(Exercise): Make an exact copy of the records, with the pictures left out.
## begin
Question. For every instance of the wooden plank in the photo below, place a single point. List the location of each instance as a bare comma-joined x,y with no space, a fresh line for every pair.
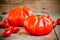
57,29
23,35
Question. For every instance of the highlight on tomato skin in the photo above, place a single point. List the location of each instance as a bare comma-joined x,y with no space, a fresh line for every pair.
17,16
5,24
38,26
58,21
7,33
14,29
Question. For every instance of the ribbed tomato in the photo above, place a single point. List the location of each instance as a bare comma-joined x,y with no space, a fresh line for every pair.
17,16
38,26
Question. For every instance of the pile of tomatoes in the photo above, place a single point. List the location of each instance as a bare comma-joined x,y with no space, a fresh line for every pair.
25,17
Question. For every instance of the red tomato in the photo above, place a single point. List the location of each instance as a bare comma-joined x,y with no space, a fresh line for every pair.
18,15
38,26
54,24
5,24
58,21
7,33
14,29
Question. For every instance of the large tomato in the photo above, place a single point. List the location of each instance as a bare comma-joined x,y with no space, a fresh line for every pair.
38,26
17,16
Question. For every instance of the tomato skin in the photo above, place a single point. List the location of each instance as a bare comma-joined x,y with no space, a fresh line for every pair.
38,26
0,24
14,29
58,21
7,33
54,24
17,16
5,24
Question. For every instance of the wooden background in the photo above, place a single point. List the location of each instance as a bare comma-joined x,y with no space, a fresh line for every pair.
50,6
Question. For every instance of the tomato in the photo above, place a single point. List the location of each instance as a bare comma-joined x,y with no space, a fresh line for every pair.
38,26
7,33
58,21
14,29
54,24
5,24
17,16
0,25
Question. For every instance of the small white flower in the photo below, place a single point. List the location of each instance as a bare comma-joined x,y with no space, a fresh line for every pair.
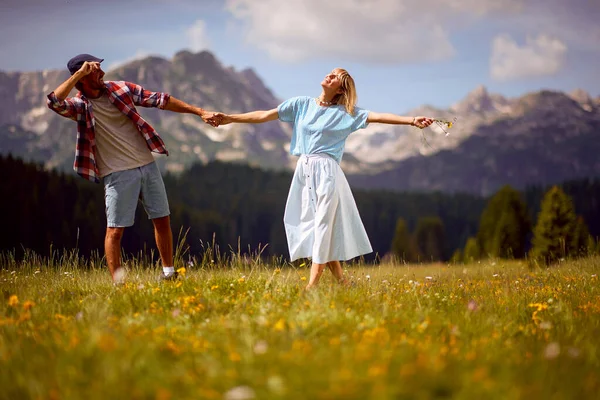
552,351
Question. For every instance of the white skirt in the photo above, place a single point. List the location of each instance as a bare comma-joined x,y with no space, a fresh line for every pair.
321,219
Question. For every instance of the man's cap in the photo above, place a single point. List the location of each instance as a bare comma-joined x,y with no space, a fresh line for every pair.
76,62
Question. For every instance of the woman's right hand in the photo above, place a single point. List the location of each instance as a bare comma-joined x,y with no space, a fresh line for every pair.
## end
(The reply):
Question. For every instance of the wooden plank in the photo below, place a single point. List the location of each instance as a bare comma-joined x,y with no space, a fresh line for every pair.
57,29
23,35
Question. For every instance of the highlight on tomato skin in the photo above, place a single point. List the location of each instance as a bare comma-joined x,y with no space, a fresh line for every pair.
17,16
5,24
38,26
58,21
7,33
14,29
Question. For every instance of the ribbed tomato in the photo above, place a single point. List the location of each instance as a bare comma-joined x,y with no space, a fresh line for every pair.
17,16
38,26
Question. For every instance of the pile of tomatoes in the photo above, place a single point. List the location of each instance as a bare comma-joined x,y with no space, a fresh line for every pair.
25,17
Question. For every instance of the red tomato in the photo above, place a single point. List the location of each instance as a bare comma-joined x,y with no space, a fresh line for every pair.
18,15
38,26
54,24
5,24
58,21
7,33
14,29
Question. For every instance of the large tomato in the photo above, place a single point. List the location of each instance as a bare comma-joined x,y with no space, a fresh line for every pair.
38,26
17,16
Question. For every instance of the tomato skin in the photo above, place a single point. List the location of each instance as a bare comma-joined x,y with no space, a fresh line for every pair.
38,26
0,24
14,29
58,21
7,33
54,24
17,16
5,24
Question. For every instance of the wooden background in the photo above, place a single point. List the location of each instance as a bare comma-joined x,y with no space, a fresh line for every pair.
50,6
Question. For every instance of the tomato in the photo above, place a single point. List the location of each instance as a bare comma-joined x,y with no space, a fresh line for every pair.
38,26
7,33
58,21
14,29
54,24
5,24
17,16
0,25
Question. For every instance of the small white flower in the photo below, place a single point. List the location of each instance as a bare comma-joined x,y with no space, a fresh line for every pair.
552,351
Question. For every instance of the white skirt in the photo above, place a single point. List the location of each instance as a bare comma-joined x,y with no space, a fresh line for every pair.
321,219
Question. For every instance of the man's cap in the photo above, place a single point. List the location of each instance as a bare comma-joined x,y with no space, a fresh line for every pair.
76,62
Question. For every instance of the woman's right hand in the photo above, place a single point. List the location of each instance as a bare comma-joined x,y with no space, a fresh line for every pair.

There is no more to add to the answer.